A market for women entrepreneurs was held in Johannesburg on May 7, 2023 at
Constitution Hill. Photo: File

The Department of Economic Development (DED) is responsible for entrepreneurship in formal and informal sectors, which they refer to “the backbone of any economy” on their website. The department’s mandate promises to, “Support the city towards achieving a 5% economic growth rate and to bringing down unemployment by 2021.” This includes promoting SMMEs, informal traders and streamlining regulation.

However, the department is yet to achieve the economic growth target in the City of Johannesburg, only seeing 0,79% growth in 2018, while the unemployment rate continues to grow, as jobs cannot be created fast enough for a growing population. In addition, the support laid out by the city for entrepreneurs and informal traders is regarded as inadequate by the GEM, who lists South Africa as the worst of over 50 participating countries in entrepreneurial framework conditions. 

This means that South Africa, and Johannesburg in particular, has no adequate framework conditions. These conditions include financing, policy, taxes and bureaucracy, city programmes, school-level entrepreneurship education and training. In addition, despite the department spending R10 billion in the last seven years towards these aims, they have consistently underspent their budget allocated by the city treasury, according to their annual and quarterly reports.

In the “Young Entrepreneurship Policy and Strategy Framework,” the vision is to make Johannesburg “the leading city in entrepreneurial development in the developing world by 2025” through removing barriers of poverty and unemployment. The policy was drawn up in 2009.

According to Leah Knott, Johannesburg Ward councillor and MMC for Economic Development between 2016- and 019, the Johannesburg policy on entrepreneurship has not been amended since. Knott said that this document is outdated, “we should be renewing policy every five years. But it takes 18 months to two years to be approved by council and this can’t happen when the Johannesburg government changes every five minutes.” Referring to the frequent changing of hands in the city’s coalition government, Knott added that, “when government changes, policies in the process go back to the beginning.”

In an effort to support entrepreneurs in Johannesburg, the DED launched ten opportunity centres throughout the city. Knott, who held the role of MMC during the rollout of the centres, said: “The majority of small businesses fail in their first three years, and so the centres give a leg up to entrepreneurs and give them the necessary tools to succeed, like how not to eat profits before seeing a return.”  The opportunity centres serve as entry points to local communities to access guidance and cut the red tape of bureaucracy when starting a business or growing an informal business into a sustainable, formal business.

This project began with the transformation and expansion of what used to be “business centres” according to Knott, who managed small advisory desks in regions E and A, Diepsloot and Alaxendra. The opportunity centres were created in collaboration with various Johannesburg-based communities, who said they did not visit the centres previously because they could not access them due to their placement. The department has since opened 10 opportunity centres in Diepsloot, Montclare, Florida Park, Soweto, the Johannesburg CBD, Alexandra, Braamfontein, the Joburg Market, Elderado Park and a mobile centre which travels to remote areas. The latest annual report from the department said that the rollout is only partly complete, with a goal to open 14 centres.

- Records supplied -

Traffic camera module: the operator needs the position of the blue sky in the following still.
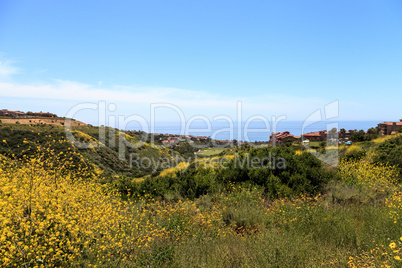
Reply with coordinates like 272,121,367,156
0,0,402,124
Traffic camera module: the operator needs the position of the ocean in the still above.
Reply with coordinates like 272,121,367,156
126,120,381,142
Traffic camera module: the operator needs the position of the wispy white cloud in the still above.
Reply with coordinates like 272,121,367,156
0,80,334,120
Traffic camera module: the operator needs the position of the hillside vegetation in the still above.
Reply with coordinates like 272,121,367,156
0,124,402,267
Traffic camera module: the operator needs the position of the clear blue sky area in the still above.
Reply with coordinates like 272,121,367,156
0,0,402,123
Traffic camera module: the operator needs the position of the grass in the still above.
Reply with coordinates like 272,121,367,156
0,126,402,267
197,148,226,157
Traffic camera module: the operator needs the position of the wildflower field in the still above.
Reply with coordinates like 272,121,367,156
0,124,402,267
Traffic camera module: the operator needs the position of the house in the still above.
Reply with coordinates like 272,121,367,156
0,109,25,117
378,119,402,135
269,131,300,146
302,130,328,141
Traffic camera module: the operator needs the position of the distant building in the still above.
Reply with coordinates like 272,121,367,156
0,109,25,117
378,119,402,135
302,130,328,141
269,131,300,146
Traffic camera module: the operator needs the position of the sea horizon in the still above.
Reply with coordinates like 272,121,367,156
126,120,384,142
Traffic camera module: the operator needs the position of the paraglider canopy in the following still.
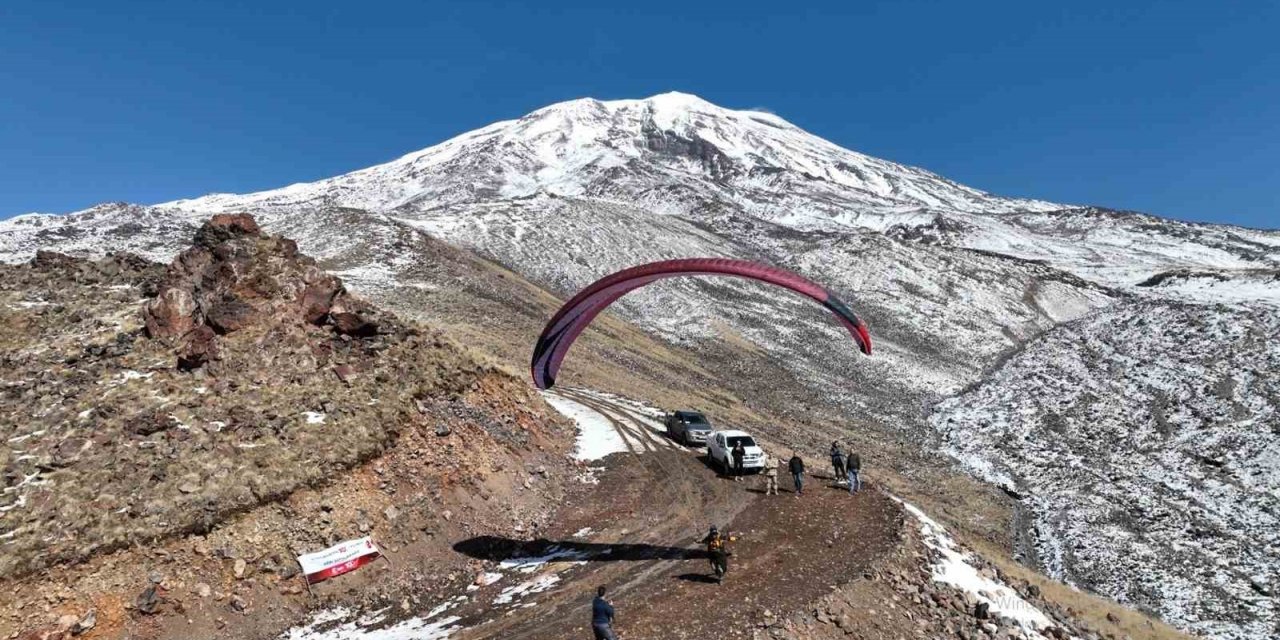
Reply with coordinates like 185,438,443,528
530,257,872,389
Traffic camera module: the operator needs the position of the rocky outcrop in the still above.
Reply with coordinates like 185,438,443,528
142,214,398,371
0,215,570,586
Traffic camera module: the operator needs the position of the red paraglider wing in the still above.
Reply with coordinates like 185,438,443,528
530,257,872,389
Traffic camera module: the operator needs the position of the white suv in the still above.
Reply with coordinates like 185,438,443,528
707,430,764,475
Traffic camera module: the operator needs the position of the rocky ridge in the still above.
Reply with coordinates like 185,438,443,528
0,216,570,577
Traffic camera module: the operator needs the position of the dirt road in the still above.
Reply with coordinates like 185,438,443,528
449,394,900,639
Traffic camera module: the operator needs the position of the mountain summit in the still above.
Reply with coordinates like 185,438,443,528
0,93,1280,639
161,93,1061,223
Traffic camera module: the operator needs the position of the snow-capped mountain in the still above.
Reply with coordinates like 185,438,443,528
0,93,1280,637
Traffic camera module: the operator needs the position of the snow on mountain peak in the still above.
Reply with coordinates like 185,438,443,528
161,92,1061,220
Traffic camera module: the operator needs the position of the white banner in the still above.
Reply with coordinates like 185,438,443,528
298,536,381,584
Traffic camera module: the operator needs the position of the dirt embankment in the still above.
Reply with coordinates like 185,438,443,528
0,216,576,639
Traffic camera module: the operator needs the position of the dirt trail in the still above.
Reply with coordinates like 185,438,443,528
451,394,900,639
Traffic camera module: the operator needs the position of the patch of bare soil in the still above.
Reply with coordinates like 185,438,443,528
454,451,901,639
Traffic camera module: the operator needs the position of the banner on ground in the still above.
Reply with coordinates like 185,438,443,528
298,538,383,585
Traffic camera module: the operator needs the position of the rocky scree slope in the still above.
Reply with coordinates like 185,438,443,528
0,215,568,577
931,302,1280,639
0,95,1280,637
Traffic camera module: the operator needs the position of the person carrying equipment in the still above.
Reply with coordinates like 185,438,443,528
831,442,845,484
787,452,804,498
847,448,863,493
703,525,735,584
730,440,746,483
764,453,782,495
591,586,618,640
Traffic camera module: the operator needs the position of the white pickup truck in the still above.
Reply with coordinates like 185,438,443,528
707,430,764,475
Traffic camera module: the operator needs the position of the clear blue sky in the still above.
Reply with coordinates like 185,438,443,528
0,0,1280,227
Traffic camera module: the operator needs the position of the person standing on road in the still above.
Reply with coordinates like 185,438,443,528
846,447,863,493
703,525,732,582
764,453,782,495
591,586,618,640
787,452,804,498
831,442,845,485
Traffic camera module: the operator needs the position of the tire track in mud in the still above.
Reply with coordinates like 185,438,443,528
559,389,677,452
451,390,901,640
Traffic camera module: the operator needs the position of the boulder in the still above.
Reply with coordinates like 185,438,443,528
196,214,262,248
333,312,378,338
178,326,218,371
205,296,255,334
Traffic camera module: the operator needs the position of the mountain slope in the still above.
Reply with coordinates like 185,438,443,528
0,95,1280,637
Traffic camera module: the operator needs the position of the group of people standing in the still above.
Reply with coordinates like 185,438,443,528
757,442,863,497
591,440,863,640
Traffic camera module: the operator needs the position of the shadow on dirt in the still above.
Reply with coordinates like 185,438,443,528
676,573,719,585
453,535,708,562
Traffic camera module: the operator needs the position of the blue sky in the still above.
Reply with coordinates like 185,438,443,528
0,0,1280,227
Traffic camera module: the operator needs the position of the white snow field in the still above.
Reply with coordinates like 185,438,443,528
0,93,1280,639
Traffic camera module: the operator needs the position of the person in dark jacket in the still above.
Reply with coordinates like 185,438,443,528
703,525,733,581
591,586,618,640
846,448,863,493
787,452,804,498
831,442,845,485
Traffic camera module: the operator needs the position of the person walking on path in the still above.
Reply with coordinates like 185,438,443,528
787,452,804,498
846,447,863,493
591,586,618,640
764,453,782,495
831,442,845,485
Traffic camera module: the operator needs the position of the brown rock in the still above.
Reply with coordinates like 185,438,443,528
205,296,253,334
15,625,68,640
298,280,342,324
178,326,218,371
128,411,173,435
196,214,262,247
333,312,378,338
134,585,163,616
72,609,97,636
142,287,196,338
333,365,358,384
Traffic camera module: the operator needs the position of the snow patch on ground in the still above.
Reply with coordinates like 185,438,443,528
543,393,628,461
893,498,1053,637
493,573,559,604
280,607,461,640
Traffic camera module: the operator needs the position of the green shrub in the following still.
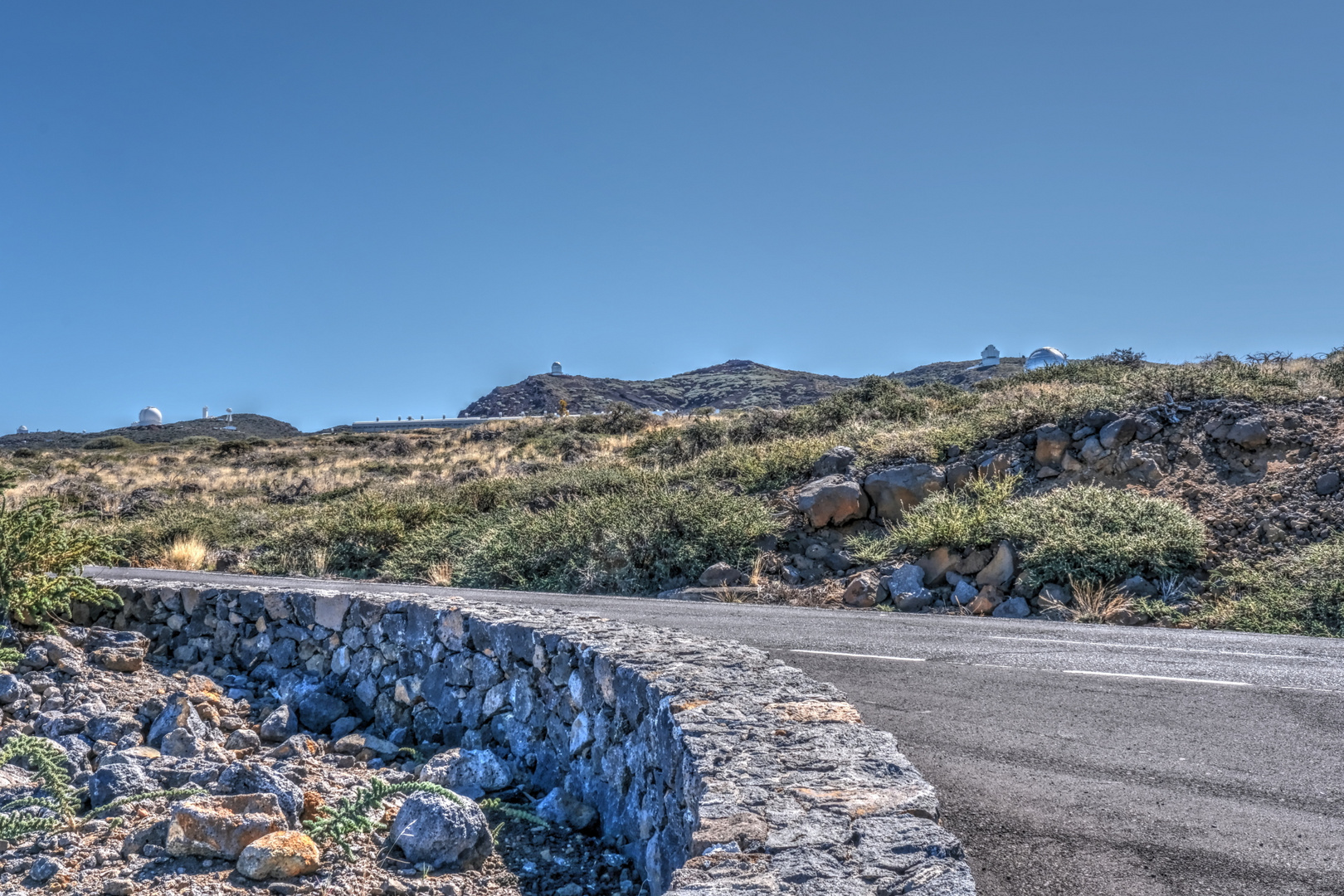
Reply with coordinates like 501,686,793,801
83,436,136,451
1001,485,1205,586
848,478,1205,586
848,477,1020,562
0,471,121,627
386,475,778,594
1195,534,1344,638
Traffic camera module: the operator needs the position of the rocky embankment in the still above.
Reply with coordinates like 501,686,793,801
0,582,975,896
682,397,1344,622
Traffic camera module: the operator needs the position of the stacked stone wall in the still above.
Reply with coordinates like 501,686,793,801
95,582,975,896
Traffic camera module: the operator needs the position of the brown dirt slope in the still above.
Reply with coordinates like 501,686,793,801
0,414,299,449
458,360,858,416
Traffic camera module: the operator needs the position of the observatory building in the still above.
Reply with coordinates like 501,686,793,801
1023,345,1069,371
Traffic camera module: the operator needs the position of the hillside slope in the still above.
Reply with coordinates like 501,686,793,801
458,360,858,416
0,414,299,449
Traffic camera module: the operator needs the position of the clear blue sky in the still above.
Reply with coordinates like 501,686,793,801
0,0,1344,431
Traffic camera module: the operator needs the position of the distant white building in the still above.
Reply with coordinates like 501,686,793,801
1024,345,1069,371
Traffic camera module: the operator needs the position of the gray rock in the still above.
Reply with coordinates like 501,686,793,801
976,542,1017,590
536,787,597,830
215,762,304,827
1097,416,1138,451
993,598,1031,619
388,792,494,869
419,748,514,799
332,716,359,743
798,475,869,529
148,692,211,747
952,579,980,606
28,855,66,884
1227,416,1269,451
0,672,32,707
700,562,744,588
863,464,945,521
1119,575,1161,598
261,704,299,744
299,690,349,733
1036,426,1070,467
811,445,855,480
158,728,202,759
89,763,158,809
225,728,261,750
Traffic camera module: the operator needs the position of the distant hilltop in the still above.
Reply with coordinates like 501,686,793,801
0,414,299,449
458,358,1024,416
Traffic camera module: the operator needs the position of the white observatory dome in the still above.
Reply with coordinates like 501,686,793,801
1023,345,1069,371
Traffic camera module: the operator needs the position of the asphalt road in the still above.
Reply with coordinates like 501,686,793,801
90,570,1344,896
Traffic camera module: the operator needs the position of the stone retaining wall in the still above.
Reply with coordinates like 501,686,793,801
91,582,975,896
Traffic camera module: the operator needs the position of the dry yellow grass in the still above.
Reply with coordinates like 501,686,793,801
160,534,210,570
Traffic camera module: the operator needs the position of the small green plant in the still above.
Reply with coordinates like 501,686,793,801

- What to do -
a: According to the excerpt on entrepreneurship in Johannesburg, how many opportunity centres does the department's latest annual report set as its goal?
b: Can you give the lines of the records, starting with the line that contains "distant building in the still above." and going on through the line that contains "449,394,900,639", as a JSON list of strings, one per line, with blank lines and the pictures left out?

- Answers in order -
a: 14 centres.

b:
[
  "Traffic camera module: the operator needs the position of the distant building in the still above.",
  "Reply with coordinates like 272,121,367,156",
  "0,109,25,117",
  "378,119,402,135",
  "302,130,328,141",
  "269,131,300,146",
  "Traffic camera module: the operator needs the position of the sea horizon in the still above.",
  "Reply with coordinates like 272,121,367,156",
  "126,120,384,142",
  "Traffic camera module: the operator needs the position of the paraglider canopy in the following still.",
  "Reply with coordinates like 185,438,443,528",
  "530,257,872,389",
  "Traffic camera module: the operator needs the position of the rocky outcrop in the still above.",
  "Reply with coordinates like 185,438,443,528",
  "142,214,398,371",
  "0,215,570,586",
  "Traffic camera module: the operator needs the position of the red paraglider wing in the still above.",
  "Reply with coordinates like 185,438,443,528",
  "530,257,872,389",
  "Traffic camera module: the operator needs the position of the white suv in the still above.",
  "Reply with coordinates like 185,438,443,528",
  "707,430,764,475",
  "Traffic camera module: the operator needs the position of the rocky ridge in the still above.",
  "Reply with coordinates like 185,438,443,528",
  "0,216,570,577",
  "Traffic camera module: the operator needs the position of the dirt road in the still above.",
  "Reply with coordinates like 185,438,443,528",
  "449,394,900,639"
]